- _PROBLEM TO SOLVE_
Check the records below for the word "white" and state how many lines contain it, replying with the number only.

★ ★ ★

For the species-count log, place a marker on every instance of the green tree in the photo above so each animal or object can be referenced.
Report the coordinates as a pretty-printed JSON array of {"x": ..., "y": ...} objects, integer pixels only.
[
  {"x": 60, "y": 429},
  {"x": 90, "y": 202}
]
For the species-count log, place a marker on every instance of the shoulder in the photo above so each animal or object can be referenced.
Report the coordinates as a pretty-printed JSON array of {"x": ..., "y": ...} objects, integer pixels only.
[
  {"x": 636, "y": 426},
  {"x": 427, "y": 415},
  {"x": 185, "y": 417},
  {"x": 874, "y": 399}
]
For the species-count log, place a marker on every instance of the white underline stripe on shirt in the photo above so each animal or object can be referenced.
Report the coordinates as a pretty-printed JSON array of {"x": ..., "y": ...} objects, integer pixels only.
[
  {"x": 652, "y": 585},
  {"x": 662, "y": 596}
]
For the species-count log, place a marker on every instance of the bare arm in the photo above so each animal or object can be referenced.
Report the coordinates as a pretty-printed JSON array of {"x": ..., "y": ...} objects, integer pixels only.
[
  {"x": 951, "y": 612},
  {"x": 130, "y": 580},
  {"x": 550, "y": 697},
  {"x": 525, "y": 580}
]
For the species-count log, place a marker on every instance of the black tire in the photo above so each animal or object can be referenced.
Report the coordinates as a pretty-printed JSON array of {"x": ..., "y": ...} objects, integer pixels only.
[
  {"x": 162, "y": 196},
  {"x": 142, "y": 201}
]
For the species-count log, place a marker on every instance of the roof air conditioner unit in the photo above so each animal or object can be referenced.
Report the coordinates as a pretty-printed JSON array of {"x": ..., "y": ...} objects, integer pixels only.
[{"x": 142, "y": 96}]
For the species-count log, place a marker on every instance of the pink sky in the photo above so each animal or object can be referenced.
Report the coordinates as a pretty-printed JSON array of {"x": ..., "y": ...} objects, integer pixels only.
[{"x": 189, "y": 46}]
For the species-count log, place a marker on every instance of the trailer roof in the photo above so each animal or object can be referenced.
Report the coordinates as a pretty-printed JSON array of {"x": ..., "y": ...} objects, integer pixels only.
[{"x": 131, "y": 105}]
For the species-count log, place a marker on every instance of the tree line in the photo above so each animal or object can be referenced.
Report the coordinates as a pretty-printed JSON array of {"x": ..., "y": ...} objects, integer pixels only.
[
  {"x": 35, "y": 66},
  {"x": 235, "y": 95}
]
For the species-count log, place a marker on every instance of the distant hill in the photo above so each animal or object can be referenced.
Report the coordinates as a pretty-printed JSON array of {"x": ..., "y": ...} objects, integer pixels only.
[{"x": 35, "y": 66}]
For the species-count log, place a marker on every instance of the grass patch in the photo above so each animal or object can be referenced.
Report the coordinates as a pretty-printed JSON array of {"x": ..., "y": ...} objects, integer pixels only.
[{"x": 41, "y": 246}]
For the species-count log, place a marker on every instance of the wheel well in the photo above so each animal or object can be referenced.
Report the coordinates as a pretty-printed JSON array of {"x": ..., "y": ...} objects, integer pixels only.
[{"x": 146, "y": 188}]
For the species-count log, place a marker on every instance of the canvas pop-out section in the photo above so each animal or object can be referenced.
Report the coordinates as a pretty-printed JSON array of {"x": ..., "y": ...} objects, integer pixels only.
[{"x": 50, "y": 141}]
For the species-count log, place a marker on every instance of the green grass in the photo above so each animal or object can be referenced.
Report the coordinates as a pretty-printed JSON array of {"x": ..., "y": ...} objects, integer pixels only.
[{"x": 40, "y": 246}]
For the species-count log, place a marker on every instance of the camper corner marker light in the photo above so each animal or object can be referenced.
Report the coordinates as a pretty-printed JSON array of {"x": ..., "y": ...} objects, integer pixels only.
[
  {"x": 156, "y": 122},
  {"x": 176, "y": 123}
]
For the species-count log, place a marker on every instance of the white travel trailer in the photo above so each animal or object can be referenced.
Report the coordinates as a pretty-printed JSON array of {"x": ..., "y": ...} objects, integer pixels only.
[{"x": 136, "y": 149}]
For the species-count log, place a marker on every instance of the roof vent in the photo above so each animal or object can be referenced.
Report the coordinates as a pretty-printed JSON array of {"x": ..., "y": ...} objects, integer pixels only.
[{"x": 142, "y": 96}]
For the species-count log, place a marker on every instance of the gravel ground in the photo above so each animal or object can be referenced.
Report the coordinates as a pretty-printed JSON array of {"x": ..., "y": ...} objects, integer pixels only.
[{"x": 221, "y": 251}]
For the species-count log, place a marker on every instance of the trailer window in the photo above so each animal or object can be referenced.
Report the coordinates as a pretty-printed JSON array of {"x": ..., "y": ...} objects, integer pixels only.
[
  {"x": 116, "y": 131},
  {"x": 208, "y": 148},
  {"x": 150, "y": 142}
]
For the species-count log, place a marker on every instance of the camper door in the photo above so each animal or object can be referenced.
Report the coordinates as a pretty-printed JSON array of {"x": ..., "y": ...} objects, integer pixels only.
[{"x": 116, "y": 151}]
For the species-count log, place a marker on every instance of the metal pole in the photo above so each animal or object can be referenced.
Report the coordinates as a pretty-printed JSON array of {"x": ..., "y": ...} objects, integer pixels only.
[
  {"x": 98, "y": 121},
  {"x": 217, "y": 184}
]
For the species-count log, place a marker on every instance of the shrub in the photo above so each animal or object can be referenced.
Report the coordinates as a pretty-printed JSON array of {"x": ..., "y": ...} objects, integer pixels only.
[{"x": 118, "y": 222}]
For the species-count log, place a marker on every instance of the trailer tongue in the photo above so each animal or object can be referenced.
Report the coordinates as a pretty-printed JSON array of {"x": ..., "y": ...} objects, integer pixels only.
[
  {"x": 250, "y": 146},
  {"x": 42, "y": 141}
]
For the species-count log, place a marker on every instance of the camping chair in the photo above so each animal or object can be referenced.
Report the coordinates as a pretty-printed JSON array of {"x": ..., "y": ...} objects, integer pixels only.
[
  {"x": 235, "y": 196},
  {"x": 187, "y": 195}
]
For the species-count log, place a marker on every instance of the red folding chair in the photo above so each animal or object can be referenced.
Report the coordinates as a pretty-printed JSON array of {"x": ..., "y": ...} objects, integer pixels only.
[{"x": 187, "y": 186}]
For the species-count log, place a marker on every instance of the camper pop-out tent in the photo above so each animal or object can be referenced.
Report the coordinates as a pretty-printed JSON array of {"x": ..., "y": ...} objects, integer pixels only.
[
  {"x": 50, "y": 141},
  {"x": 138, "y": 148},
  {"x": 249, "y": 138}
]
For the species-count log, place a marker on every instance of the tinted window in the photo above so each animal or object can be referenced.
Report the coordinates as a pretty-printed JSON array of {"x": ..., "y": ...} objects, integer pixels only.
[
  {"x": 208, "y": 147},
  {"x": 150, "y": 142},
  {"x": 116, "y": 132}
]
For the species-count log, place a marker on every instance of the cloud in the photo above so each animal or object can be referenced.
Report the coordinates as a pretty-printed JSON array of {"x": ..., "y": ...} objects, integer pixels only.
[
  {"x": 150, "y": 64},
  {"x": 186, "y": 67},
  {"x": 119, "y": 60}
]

★ ★ ★

- _EXERCISE SOLUTION_
2